▶ Problem to work on:
The lines running from the one that contains "Phrase: blue sky" to the end of the records below are what to reproduce, exactly and without pictures.

▶ Data to process:
========================

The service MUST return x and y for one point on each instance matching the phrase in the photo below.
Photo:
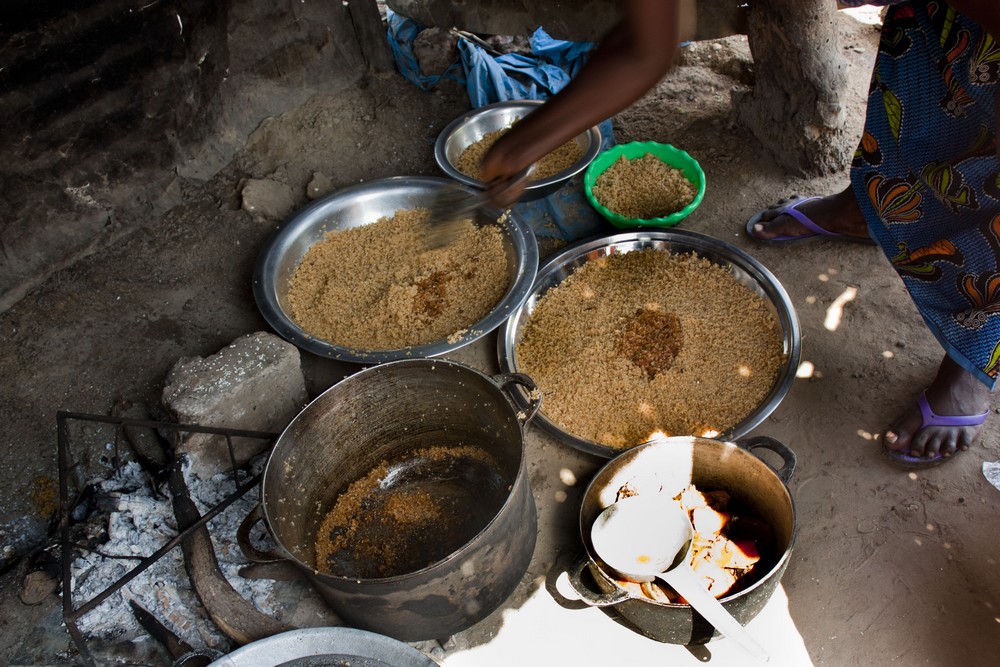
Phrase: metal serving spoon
(649, 536)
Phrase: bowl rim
(441, 153)
(265, 272)
(561, 265)
(608, 157)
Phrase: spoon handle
(684, 581)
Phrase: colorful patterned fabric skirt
(927, 176)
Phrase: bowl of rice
(644, 184)
(460, 148)
(352, 277)
(651, 333)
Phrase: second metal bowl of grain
(472, 126)
(746, 271)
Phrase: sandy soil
(888, 567)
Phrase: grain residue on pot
(554, 162)
(379, 528)
(378, 286)
(643, 188)
(650, 341)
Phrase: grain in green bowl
(643, 188)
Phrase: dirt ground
(888, 567)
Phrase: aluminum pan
(361, 205)
(326, 646)
(745, 269)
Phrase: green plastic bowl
(674, 157)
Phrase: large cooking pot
(670, 465)
(440, 580)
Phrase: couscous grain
(378, 287)
(643, 188)
(560, 159)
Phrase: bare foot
(837, 213)
(953, 392)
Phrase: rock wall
(108, 107)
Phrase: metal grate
(243, 481)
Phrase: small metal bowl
(745, 269)
(473, 125)
(362, 205)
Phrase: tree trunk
(796, 108)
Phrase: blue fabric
(566, 214)
(927, 177)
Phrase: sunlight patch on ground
(835, 313)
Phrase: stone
(254, 384)
(267, 199)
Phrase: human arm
(626, 64)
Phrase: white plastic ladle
(644, 537)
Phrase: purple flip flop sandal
(930, 418)
(791, 209)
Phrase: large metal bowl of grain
(366, 204)
(595, 252)
(469, 132)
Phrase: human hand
(506, 190)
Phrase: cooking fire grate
(72, 483)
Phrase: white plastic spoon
(648, 536)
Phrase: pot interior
(392, 470)
(669, 466)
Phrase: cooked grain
(643, 188)
(720, 347)
(378, 287)
(560, 159)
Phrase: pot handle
(779, 448)
(594, 599)
(252, 553)
(534, 395)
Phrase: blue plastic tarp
(490, 78)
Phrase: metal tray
(745, 269)
(362, 205)
(326, 647)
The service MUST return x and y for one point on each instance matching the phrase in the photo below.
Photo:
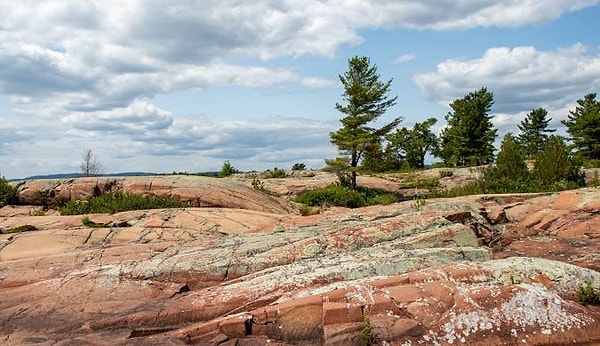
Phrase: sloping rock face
(562, 226)
(408, 273)
(198, 191)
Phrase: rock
(198, 191)
(225, 276)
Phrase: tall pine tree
(583, 124)
(366, 99)
(534, 132)
(469, 136)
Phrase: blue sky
(166, 86)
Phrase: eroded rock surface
(198, 191)
(222, 276)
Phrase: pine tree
(533, 132)
(510, 173)
(469, 136)
(412, 145)
(366, 99)
(555, 165)
(583, 124)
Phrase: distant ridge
(79, 175)
(122, 174)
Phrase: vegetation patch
(118, 201)
(345, 196)
(587, 294)
(8, 195)
(431, 183)
(367, 334)
(275, 173)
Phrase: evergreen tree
(533, 132)
(554, 166)
(469, 136)
(412, 145)
(510, 164)
(583, 124)
(366, 99)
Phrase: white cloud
(521, 78)
(87, 72)
(404, 58)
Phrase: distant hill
(122, 174)
(79, 175)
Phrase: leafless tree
(89, 165)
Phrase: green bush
(446, 173)
(588, 295)
(227, 169)
(335, 195)
(431, 183)
(275, 173)
(344, 196)
(298, 167)
(367, 334)
(8, 195)
(474, 188)
(115, 202)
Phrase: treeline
(467, 139)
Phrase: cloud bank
(80, 73)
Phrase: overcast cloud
(79, 74)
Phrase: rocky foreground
(241, 267)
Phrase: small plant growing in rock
(367, 334)
(418, 203)
(446, 173)
(305, 210)
(37, 212)
(257, 184)
(275, 173)
(587, 294)
(298, 167)
(8, 194)
(227, 169)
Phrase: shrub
(344, 196)
(8, 194)
(588, 295)
(275, 173)
(367, 334)
(446, 173)
(473, 188)
(227, 169)
(334, 194)
(555, 168)
(119, 201)
(305, 210)
(421, 184)
(298, 167)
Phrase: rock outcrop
(472, 270)
(198, 191)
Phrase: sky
(164, 86)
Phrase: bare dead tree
(89, 165)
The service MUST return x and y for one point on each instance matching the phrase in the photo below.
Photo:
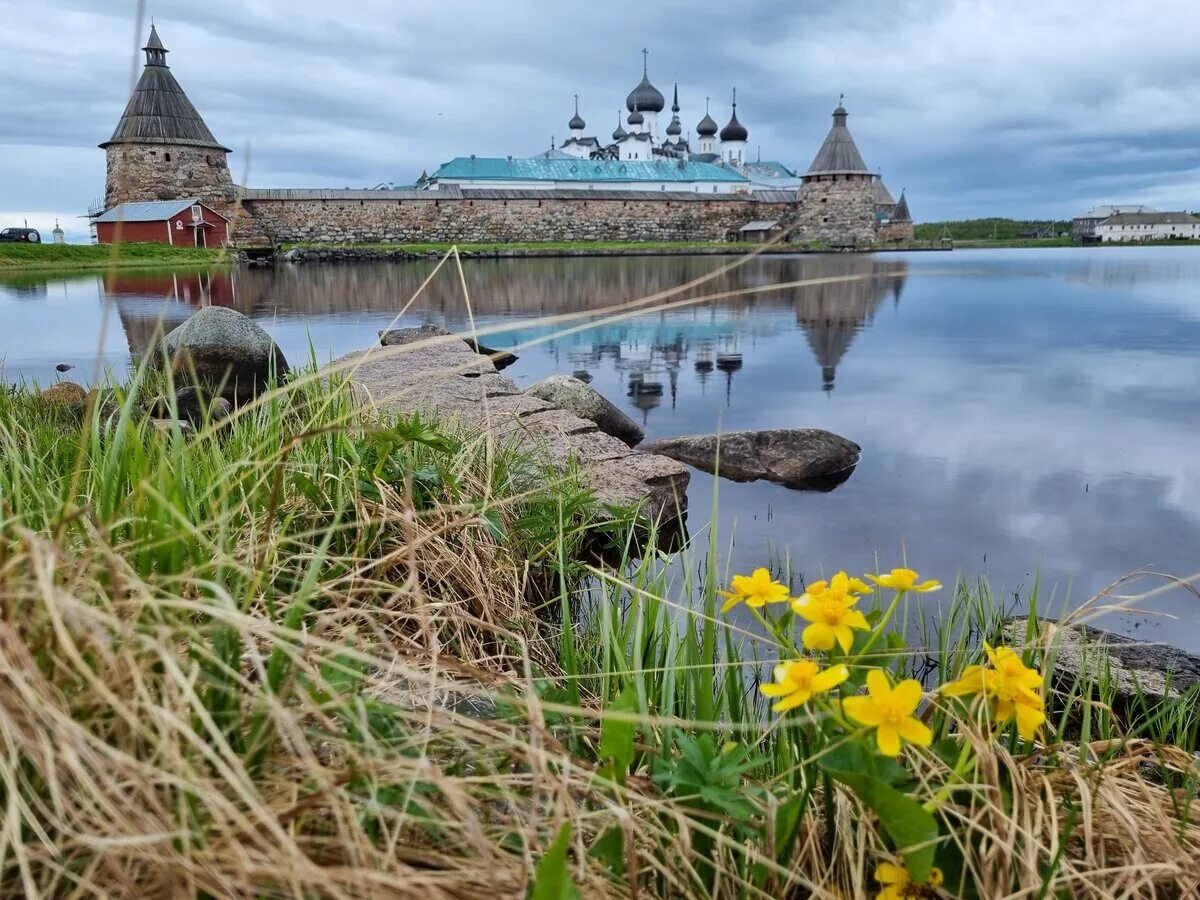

========================

▶ Answer:
Phrase: blue sky
(166, 86)
Phrase: eroded rock surface
(198, 191)
(222, 276)
Phrase: pine tree
(533, 132)
(510, 173)
(469, 136)
(412, 145)
(366, 99)
(555, 165)
(583, 124)
Phrase: distant ridge
(79, 175)
(122, 174)
Phrase: vegetation patch
(118, 201)
(345, 196)
(587, 294)
(8, 195)
(431, 183)
(367, 334)
(275, 173)
Phrase: evergreen tree
(533, 132)
(554, 166)
(469, 136)
(412, 145)
(510, 164)
(583, 124)
(366, 99)
Phrase: white cloud
(521, 78)
(87, 72)
(404, 58)
Phrase: distant hill
(122, 174)
(79, 175)
Phrase: leafless tree
(89, 165)
Phrase: green bush
(446, 173)
(588, 295)
(227, 169)
(335, 195)
(431, 183)
(275, 173)
(344, 196)
(298, 167)
(367, 334)
(8, 195)
(474, 188)
(115, 202)
Phrase: treeline
(467, 139)
Phrase: cloud bank
(80, 73)
Phrase: overcast cloud
(79, 74)
Phrase: rocky foreground
(241, 267)
Phrase: small plant growing in rock
(367, 334)
(418, 203)
(446, 173)
(305, 210)
(37, 212)
(257, 184)
(275, 173)
(587, 294)
(298, 167)
(8, 194)
(227, 169)
Phrase: shrub
(344, 196)
(8, 194)
(588, 295)
(275, 173)
(367, 334)
(446, 173)
(473, 188)
(227, 169)
(334, 194)
(555, 168)
(119, 201)
(305, 210)
(421, 184)
(298, 167)
Phrase: rock outcrop
(472, 270)
(198, 191)
Phrase: sky
(164, 86)
Phrase: bare dead tree
(89, 165)
The service MUST return x and y for one point on each instance matching the phrase in the photo below.
Photo:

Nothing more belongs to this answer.